(Records excerpted from a collection)
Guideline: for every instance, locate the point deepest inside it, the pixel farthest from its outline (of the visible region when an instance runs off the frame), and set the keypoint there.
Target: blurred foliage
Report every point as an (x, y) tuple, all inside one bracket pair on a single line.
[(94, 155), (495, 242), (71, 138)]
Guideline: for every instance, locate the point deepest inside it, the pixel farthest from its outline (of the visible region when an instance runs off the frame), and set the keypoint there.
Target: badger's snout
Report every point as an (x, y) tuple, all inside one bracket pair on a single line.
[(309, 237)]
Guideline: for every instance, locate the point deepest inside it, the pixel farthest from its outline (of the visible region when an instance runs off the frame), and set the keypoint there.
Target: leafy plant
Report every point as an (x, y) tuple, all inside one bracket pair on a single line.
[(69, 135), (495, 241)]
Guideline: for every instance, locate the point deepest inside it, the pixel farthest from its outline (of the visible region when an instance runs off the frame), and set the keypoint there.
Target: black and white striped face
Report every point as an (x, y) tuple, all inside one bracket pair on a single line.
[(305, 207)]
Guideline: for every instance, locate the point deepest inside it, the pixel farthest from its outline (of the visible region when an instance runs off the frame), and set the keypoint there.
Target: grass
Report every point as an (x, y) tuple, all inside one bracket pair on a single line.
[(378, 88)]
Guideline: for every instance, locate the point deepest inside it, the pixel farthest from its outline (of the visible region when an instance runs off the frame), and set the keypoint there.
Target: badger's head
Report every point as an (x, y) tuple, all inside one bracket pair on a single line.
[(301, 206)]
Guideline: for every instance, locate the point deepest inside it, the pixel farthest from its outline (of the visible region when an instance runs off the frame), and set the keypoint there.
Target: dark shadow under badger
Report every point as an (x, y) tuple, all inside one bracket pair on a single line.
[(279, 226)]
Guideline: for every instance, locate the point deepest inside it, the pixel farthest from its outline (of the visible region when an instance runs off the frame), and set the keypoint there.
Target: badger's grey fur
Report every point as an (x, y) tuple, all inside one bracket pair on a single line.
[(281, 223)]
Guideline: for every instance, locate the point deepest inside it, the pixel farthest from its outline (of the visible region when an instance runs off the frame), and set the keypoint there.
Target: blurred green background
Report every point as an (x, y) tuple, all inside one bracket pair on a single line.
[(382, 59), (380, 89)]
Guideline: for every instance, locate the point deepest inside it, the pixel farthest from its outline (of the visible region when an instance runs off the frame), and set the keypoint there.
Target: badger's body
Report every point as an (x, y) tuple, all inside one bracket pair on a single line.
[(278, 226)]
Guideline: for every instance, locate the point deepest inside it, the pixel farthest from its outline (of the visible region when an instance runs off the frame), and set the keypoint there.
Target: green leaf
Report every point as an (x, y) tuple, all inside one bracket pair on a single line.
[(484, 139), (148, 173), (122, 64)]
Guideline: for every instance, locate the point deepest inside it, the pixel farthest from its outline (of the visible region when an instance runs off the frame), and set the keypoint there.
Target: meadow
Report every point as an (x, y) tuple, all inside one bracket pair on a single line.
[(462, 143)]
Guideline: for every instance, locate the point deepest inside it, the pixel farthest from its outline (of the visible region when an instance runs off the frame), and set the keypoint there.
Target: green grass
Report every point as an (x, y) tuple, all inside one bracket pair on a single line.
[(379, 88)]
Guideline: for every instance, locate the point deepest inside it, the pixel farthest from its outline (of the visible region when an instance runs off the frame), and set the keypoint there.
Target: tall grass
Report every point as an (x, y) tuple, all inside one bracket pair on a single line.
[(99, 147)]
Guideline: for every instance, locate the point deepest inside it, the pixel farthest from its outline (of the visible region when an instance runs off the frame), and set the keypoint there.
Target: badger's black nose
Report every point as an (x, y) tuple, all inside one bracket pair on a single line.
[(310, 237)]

◆ **TASK BRIEF**
Take the entries above and write them out again unchanged.

◆ **WRITTEN REPLY**
Guideline: for every instance, locate the point deepest inside it, the pixel farthest from its outline (of the visible region when an instance runs off the frame), and set the keypoint there.
Target: blurred foliage
Report every point as an (x, y) tuple, all inside one bracket pair on a single line.
[(94, 155), (495, 242), (71, 138)]
Guideline: for every instance, locate the point deepest inside it, the pixel farthest from its outline (of the visible region when an instance runs off the frame), and set the keypoint there.
Target: badger's snout
Report every point as an (x, y) tuple, all inside one bracket pair on a single line.
[(309, 237)]
Guideline: for every instance, locate the point deepest inside it, the pixel farthest from its outline (of the visible region when an instance runs off the frame), and set the keypoint there.
Target: leafy plant
Report every point as an (x, y) tuple, all inside one bracket pair on a single line.
[(69, 135), (495, 241)]
Guideline: for every instance, locate the point deepest inside it, the pixel farthest from its outline (of the visible region when an instance runs off the frame), and set the keypoint there.
Target: black and white striped face
Report every point as an (x, y) tuple, all inside one bracket pair on a single line.
[(305, 207)]
Guideline: for every instance, locate the point deepest inside it, the pixel farthest from its outline (of the visible region when an instance runs off the frame), and set the keypoint there.
Target: grass
Report every point as an (x, y) tuple, all inside one bracket pair on a single line.
[(378, 88)]
Guideline: for every instance, locate the point deepest inside it, the pixel farthest from its outline (of the visible region when an instance runs off the frame), and set the keypoint there.
Target: badger's head
Report every point as an (x, y) tuple, all inside one bracket pair on a single line.
[(301, 206)]
Guideline: for every instance, locate the point deepest inside it, the pixel farthest from its outline (of the visible region when an instance runs off the frame), and set the keypoint there.
Target: dark shadow under badger
Report every point as an (x, y) tuple, all inside one bracket pair on a single line.
[(279, 226)]
Guideline: for every instance, locate the point deepest inside it, the pixel farthest from its outline (of the visible region when an instance runs off the frame), and set the keypoint there.
Target: badger's grey fur
Report every point as an (x, y) tuple, all inside one bracket pair on a single line.
[(281, 223)]
Guideline: for every instance, locate the point deepest inside it, the pixel farthest from its outline (of the visible region when an instance runs off the frame), and set the keypoint there.
Target: blurred green background
Report every point as an (x, y) tuple, all inside one bracket pair on a single line.
[(382, 59), (380, 89)]
Guideline: for every instance, locate the point deepest inside it, the pixel farthest from its outline (of the visible region when an instance runs off the frame), and set the keypoint there.
Target: badger's body
Report every point as an (x, y) tuple, all inside one bracket pair on a single line.
[(278, 226)]
Guideline: for every instance, locate the point deepest inside it, the pixel farthest from its outline (of the visible region when an instance runs off the frame), and set the keypoint there.
Target: green leaf
Report every point as an (x, y) tuple, all inside one bracket pair on a single line.
[(484, 139), (148, 173), (122, 64)]
Guideline: for every instance, locate the point deepest inside it, the pixel farthest from its outline (of the visible region when an instance runs off the frame), and set the keypoint there.
Target: meadow
Report every point as an (x, y) tuple, all inside one bracket pair on a single line.
[(462, 143)]
Guideline: for every instance, locate the point deepest inside it, the pixel farthest from its outline (of the visible region when an instance runs off the frame), and set the keypoint there.
Target: green grass
Report every point as an (x, y) tuple, all inside one bracket pair on a single line.
[(379, 88)]
Guideline: for every instance, locate the point deepest inside it, the pixel farthest from its outline (of the visible region when an instance runs off the frame), and set the keypoint there.
Target: tall grass
Report every point as an (x, y) tuple, all inside one bracket pair on a single line.
[(99, 147)]
Guideline: for every instance, locate the point deepest inside it, the pixel farthest from its outline (of the visible region when an instance runs off the frame), and set the keypoint there.
Target: badger's black nose
Report every point as an (x, y) tuple, all inside one bracket pair on a single line.
[(310, 237)]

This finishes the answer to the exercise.